Selected extract ::
•••
Streaming Text-to-Speech

Overview

Streaming TTS generates speech incrementally, delivering audio chunks as they are produced. This enables lower time-to-first-byte and immediate playback while synthesis continues.

Quick Start

import { createStreamingTTS } from 'react-native-sherpa-onnx/tts';

// 1) Create streaming TTS engine
const tts = await createStreamingTTS({
  modelPath: { type: 'asset', path: 'models/vits-piper-en' },
  modelType: 'vits',
});

// 2) Generate speech with streaming callbacks
const controller = await tts.generateSpeechStream(
  'Hello, this is streaming TTS.',
  undefined,
  {
    onChunk: (chunk) => {
      // chunk.samples: float[] in [-1, 1]
      // chunk.sampleRate: number
      // chunk.progress: 0..1
      // chunk.isFinal: boolean
      playAudio(chunk.samples, chunk.sampleRate);
    },
    onEnd: () => console.log('Generation complete'),
    onError: (err) => console.error('Error:', err.message),
  }
);

// 3) Cleanup
await tts.destroy();

Built-in PCM Player

Use the native PCM player for minimal latency:

const sampleRate = await tts.getSampleRate();
await tts.startPcmPlayer(sampleRate, 1); // mono

const controller = await tts.generateSpeechStream(
  'Hello, world!',
  undefined,
  {
    onChunk: (chunk) => {
      if (chunk.samples.length > 0) {
        tts.writePcmChunk(chunk.samples);
      }
    },
    onEnd: () => tts.stopPcmPlayer(),
    onError: () => tts.stopPcmPlayer(),
  }
);

Engine Creation

Create a streaming TTS engine (same as batch TTS):

const tts = await createStreamingTTS({
  modelPath: { type: 'asset', path: 'models/vits-piper-en' },
  modelType: 'auto',  // or explicit: 'vits', 'matcha', etc.
•••
Brief :: Write out the streaming text-to-speech text word for word, starting at "Engine Creation" and ending at "explicit: 'vits', 'matcha', etc.". The data block after this point is not required for any of the work here.

A block of data:
•••
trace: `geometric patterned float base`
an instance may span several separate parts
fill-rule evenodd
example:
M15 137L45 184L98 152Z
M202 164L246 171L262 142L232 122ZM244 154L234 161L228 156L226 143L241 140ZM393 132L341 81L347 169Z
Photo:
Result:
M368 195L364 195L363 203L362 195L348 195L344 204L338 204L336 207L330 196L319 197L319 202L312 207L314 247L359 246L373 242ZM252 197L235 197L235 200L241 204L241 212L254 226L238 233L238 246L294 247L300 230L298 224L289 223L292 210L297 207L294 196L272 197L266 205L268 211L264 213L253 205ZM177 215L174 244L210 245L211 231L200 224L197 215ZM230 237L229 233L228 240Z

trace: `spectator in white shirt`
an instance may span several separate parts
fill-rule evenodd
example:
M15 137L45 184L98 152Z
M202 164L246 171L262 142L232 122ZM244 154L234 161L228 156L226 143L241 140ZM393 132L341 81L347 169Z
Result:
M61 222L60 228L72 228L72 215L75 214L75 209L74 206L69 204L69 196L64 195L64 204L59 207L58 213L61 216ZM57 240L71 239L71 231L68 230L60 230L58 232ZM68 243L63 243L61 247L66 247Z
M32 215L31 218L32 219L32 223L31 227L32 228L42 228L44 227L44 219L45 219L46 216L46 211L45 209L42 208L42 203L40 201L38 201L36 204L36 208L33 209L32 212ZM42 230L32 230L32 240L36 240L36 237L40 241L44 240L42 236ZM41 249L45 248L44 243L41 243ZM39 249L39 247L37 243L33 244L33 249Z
•••
Solved exercise ::
Engine Creation

Create a streaming TTS engine (same as batch TTS):

const tts = await createStreamingTTS({
  modelPath: { type: 'asset', path: 'models/vits-piper-en' },
  modelType: 'auto',  // or explicit: 'vits', 'matcha', etc.